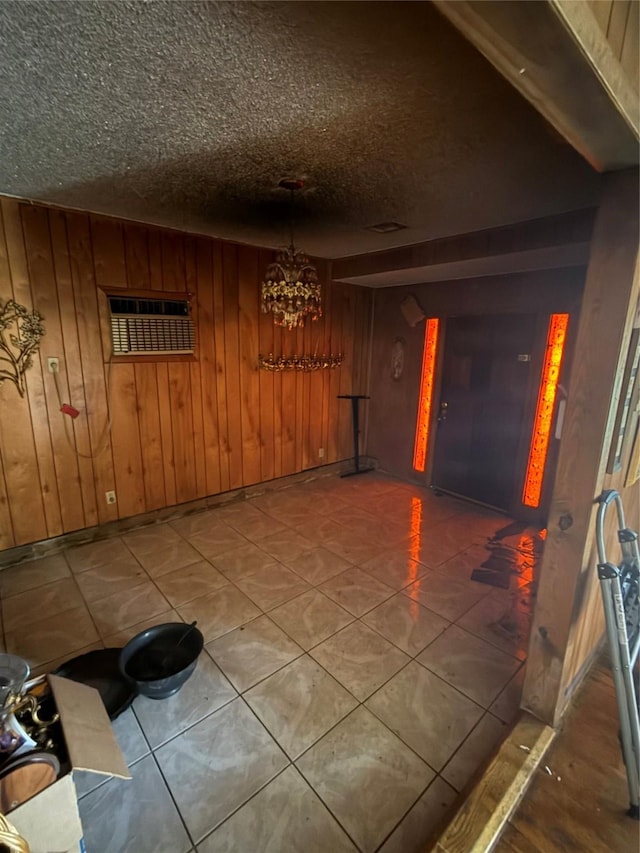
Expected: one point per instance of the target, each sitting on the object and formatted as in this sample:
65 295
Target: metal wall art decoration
299 362
20 333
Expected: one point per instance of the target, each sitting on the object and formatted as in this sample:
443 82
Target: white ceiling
187 114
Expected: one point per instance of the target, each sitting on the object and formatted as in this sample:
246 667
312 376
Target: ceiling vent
386 227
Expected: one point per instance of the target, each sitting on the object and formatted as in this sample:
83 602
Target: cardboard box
50 821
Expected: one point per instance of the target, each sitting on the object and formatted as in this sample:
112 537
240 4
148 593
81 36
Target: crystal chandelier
291 290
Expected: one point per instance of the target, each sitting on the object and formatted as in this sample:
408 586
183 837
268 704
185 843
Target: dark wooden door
485 380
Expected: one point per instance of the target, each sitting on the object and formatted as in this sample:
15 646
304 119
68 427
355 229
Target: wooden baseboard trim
477 824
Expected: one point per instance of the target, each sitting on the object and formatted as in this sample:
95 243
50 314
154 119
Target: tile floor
353 679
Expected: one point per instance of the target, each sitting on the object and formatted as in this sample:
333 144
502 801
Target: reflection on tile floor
354 675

════════

REQUIRED ACTION — Each line from the one containing "Target: wooden baseboard trim" to the end of the entries above should be copied exactly, and no other line.

ANSWER SECTION —
Target: wooden baseboard trim
477 824
Expected: one point per instance of the target, each sitting on the object and formatted as in this sample:
95 243
50 314
154 119
Target: tile floor
353 679
Expected: one point per instance of the target, each sitting on the object and formatted as in this sample:
333 144
502 801
Target: reflection on tile floor
354 675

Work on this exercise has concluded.